[YOUR INSTRUCTIONS] From the line containing "Keep to these rules. Indicate every instance of the red paddle" through the final line of the records, reproduce every line exactly.

[DATASET ENTRIES]
----
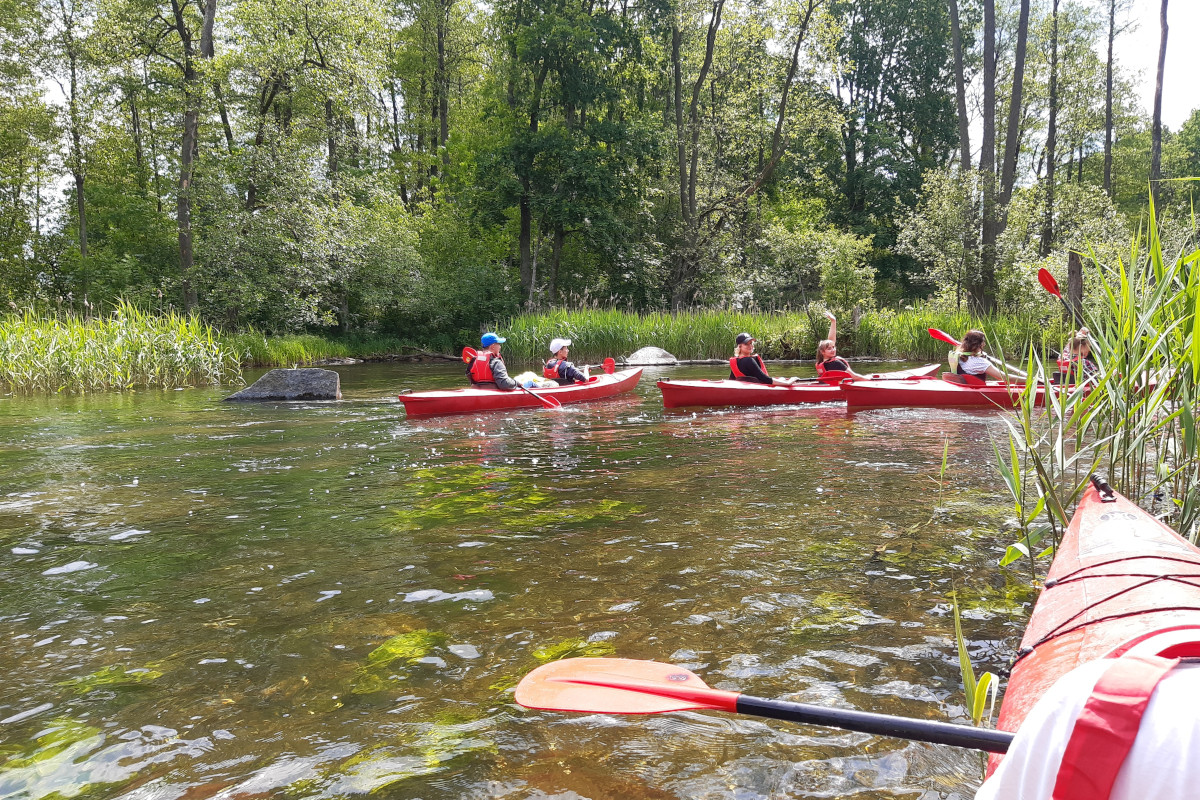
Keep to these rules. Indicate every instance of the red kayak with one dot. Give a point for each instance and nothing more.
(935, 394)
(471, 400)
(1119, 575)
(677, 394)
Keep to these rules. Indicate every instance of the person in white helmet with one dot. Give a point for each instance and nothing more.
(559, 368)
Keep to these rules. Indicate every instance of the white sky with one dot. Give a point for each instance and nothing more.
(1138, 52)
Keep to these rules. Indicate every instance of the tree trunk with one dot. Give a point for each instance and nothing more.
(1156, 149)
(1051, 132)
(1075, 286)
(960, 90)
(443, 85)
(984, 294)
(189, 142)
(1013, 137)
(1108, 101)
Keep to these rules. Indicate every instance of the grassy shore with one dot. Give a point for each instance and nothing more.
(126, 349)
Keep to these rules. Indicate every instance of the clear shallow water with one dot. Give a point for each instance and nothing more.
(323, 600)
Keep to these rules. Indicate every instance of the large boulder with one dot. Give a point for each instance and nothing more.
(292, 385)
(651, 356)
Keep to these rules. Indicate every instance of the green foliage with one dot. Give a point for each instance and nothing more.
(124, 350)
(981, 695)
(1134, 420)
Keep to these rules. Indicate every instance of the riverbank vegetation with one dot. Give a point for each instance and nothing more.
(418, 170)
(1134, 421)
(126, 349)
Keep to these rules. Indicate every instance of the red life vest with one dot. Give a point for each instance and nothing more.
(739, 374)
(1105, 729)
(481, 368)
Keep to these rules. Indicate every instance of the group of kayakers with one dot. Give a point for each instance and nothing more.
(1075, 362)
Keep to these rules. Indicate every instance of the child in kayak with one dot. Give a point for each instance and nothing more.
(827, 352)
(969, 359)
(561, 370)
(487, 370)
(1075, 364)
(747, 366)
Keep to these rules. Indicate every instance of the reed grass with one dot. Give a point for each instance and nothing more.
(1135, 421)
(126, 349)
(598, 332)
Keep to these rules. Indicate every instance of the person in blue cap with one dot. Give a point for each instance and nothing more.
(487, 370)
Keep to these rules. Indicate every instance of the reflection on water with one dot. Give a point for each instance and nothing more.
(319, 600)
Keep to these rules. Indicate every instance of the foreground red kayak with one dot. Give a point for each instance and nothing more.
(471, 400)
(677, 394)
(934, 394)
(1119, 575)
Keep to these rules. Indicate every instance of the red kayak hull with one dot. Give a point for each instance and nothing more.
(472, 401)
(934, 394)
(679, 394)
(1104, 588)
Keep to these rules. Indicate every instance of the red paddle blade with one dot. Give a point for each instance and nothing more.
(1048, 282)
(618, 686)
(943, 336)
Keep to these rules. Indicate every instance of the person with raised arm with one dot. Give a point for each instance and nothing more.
----
[EXPECTED ANSWER]
Keep to these rules. Indicate every instance of the red paddle blade with one dot. Give a point for each instance and nothing more.
(1048, 282)
(618, 686)
(943, 336)
Keep to these rules. Indicate every instance of the person with raised arm with one dot. Give a point for each instance and nothing more.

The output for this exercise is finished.